*** Extracted material

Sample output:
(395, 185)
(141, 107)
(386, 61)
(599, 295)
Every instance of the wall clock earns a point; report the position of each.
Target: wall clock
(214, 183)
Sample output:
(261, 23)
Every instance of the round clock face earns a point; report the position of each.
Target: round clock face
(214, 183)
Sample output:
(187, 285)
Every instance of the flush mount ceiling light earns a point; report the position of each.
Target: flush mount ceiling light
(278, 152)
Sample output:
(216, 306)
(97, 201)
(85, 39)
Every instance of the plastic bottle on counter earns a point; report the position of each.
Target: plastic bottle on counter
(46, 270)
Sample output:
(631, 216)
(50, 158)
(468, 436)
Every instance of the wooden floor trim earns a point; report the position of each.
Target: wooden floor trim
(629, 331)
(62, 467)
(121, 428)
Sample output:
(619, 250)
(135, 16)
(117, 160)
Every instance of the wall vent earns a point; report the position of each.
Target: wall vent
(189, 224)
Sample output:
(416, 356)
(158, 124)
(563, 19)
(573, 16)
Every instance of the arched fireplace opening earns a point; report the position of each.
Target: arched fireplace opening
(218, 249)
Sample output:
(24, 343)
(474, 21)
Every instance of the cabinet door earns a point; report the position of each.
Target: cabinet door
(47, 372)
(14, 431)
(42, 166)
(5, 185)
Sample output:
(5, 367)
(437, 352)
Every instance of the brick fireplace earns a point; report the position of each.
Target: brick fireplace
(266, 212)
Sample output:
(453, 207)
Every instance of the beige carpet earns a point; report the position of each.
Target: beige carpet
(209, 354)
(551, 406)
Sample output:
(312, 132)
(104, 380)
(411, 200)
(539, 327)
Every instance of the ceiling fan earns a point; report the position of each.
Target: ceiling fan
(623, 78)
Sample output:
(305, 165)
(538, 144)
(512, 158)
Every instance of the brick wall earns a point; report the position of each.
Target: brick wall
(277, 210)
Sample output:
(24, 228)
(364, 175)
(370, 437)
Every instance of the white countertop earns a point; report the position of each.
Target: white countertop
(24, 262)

******

* _Assignment_
All entries must be repeated exactly.

* _Result of this exercise_
Sample output:
(395, 185)
(141, 107)
(386, 61)
(599, 295)
Every instance of the wall clock earns a point; report the position of each.
Target: wall clock
(214, 183)
Sample output:
(261, 23)
Every instance of the round clock face earns a point; report the position of each.
Target: round clock face
(214, 183)
Sample output:
(187, 285)
Every instance of the flush mount ceiling light earns a point; report the position of each.
Target: flush mount ceiling light
(278, 152)
Sample output:
(216, 306)
(97, 201)
(85, 39)
Every instance of the plastic bottle on counter earns a point; report the position of each.
Target: plastic bottle on counter
(46, 270)
Sample output:
(631, 216)
(50, 158)
(468, 436)
Every instance of the wooden floor trim earns a point; report the position of each.
Target: wooden floor trim
(629, 331)
(62, 467)
(121, 428)
Sample output:
(619, 250)
(135, 16)
(117, 160)
Every instance of the wall vent earns a point; report the position of each.
Target: wall vent
(189, 224)
Sample output:
(416, 356)
(158, 124)
(563, 19)
(573, 16)
Every instance of the arched fireplace opening earns a point; report the position of each.
Target: arched fireplace opening
(218, 249)
Sample output:
(24, 343)
(474, 21)
Every instance of the cabinet door earns a point; report the position of each.
Target: cabinet door
(47, 372)
(14, 431)
(42, 166)
(5, 185)
Sample output:
(5, 367)
(437, 352)
Every instance of the brick fireplace earns a point; report the position of each.
Target: brick fireplace
(266, 212)
Sample output:
(453, 207)
Every instance of the beige carpet earns a point; report the position of each.
Target: beige carpet
(209, 354)
(551, 406)
Sample output:
(312, 132)
(104, 380)
(411, 200)
(539, 327)
Every instance of the ceiling fan earns a point; report the position of each.
Target: ceiling fan
(623, 78)
Sample output:
(305, 165)
(538, 144)
(512, 158)
Every instance of the brick wall earns a point; report the position of each.
Target: brick wall
(277, 210)
Sample output:
(24, 228)
(364, 175)
(370, 437)
Every instance of the white countertop earns a point; report the position of each.
Target: white countertop
(24, 262)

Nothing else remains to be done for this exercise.